* [MATERIAL TO PROCESS]
--------------------------------

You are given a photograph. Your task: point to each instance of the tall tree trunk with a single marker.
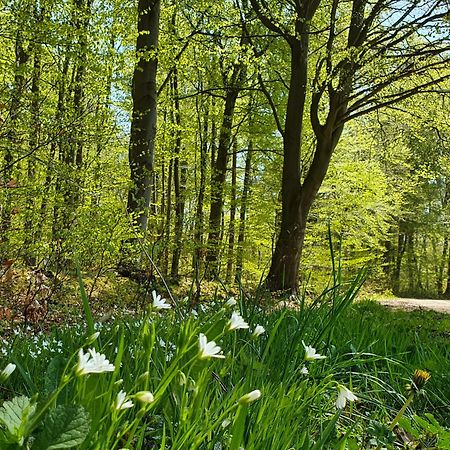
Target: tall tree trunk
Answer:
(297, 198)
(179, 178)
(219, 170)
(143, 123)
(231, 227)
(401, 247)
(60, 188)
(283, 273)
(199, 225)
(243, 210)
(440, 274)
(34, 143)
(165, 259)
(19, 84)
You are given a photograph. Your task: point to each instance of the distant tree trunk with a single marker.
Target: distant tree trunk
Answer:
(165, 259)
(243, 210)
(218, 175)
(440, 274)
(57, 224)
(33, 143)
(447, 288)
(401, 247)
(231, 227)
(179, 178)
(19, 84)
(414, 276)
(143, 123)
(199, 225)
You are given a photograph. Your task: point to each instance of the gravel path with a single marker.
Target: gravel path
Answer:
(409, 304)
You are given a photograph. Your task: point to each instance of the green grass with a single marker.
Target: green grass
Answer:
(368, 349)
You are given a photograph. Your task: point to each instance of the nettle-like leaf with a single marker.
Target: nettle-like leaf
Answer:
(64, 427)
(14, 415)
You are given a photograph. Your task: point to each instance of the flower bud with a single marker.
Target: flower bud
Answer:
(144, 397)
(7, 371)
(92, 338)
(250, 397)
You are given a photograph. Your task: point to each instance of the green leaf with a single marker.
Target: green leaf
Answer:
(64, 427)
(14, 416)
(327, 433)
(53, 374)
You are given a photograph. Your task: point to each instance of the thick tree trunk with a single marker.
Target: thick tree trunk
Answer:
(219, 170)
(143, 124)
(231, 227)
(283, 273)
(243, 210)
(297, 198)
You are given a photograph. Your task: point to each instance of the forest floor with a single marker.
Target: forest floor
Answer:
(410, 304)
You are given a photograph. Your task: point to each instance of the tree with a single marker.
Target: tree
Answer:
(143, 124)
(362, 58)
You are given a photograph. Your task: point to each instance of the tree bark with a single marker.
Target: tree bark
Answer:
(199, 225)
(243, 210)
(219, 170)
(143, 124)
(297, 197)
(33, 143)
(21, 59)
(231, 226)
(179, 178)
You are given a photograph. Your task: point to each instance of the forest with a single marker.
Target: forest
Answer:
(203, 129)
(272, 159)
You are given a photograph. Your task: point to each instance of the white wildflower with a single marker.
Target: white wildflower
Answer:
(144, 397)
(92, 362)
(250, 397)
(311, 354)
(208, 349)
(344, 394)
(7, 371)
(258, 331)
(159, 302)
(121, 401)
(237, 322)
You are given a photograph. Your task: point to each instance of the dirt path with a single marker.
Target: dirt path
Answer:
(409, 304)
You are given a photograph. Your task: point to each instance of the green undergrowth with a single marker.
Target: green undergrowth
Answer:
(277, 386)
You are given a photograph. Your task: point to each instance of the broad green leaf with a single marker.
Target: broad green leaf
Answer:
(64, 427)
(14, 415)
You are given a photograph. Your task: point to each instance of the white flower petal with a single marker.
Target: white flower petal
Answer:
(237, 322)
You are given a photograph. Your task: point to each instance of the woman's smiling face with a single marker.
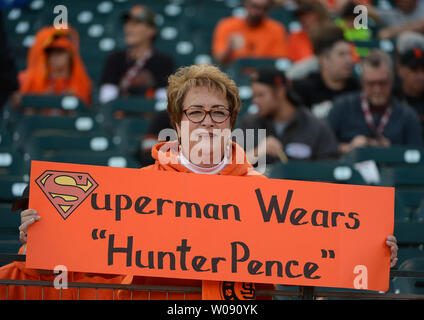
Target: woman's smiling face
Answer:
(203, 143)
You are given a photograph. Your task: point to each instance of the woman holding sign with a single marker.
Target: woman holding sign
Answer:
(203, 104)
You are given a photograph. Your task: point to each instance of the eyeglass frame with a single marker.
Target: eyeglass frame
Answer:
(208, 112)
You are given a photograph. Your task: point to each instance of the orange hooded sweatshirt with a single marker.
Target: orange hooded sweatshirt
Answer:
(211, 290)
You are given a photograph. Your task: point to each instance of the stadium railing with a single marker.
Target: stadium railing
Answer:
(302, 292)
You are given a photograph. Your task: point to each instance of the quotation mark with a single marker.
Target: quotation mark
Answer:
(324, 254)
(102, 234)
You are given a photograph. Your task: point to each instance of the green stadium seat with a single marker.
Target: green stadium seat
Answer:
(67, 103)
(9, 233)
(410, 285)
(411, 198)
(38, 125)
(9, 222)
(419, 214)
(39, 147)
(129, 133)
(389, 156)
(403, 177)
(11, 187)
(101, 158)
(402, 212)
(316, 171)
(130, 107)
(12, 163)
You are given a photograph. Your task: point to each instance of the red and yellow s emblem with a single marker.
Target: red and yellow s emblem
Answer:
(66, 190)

--------------------------------

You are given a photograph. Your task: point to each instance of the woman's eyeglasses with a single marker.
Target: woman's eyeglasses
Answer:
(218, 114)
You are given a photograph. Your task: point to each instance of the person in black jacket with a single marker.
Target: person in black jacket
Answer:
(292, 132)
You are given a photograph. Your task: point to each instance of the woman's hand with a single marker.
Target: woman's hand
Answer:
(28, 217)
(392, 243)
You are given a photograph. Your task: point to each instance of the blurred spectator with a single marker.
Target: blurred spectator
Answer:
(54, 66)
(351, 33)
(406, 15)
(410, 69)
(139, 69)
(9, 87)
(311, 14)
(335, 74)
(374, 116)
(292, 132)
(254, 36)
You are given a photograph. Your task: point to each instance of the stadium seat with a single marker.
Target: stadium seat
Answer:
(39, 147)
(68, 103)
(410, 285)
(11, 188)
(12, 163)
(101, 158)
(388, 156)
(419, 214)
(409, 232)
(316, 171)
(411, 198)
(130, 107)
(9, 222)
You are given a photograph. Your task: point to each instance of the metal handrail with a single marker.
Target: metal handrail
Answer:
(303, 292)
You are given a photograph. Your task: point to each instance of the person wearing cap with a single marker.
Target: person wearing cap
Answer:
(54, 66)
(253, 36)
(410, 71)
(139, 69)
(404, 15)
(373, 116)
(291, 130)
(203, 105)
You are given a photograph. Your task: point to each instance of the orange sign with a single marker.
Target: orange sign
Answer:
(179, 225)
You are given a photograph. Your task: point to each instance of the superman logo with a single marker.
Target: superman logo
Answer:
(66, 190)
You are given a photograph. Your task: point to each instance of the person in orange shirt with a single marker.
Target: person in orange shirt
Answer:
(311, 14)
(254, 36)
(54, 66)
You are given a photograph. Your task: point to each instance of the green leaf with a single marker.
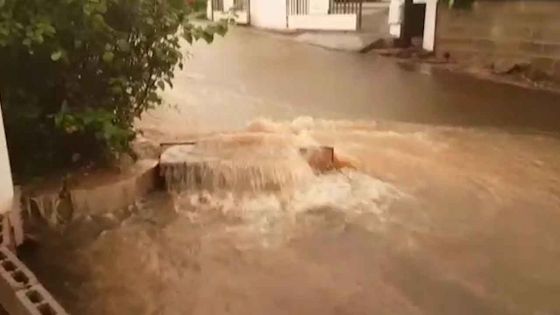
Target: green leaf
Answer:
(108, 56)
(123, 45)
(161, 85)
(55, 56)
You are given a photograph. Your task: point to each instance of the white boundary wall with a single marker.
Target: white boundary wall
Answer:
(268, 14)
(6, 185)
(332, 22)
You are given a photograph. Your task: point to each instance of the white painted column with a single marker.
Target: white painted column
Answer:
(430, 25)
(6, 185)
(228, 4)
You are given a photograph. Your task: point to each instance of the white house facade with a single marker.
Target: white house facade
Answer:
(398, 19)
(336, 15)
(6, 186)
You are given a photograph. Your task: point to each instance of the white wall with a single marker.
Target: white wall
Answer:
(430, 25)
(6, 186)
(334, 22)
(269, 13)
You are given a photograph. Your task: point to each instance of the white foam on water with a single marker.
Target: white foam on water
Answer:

--------------------------------

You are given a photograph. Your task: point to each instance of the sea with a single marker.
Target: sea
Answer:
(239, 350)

--------------------------------

* [WHAT IS EXPECTED] Please report every line among the entries that includes "distant".

* [SOLVED EXERCISE]
You are given a photograph. Your task: point to each instance of the distant tree trunk with a single marker.
Target: distant tree trunk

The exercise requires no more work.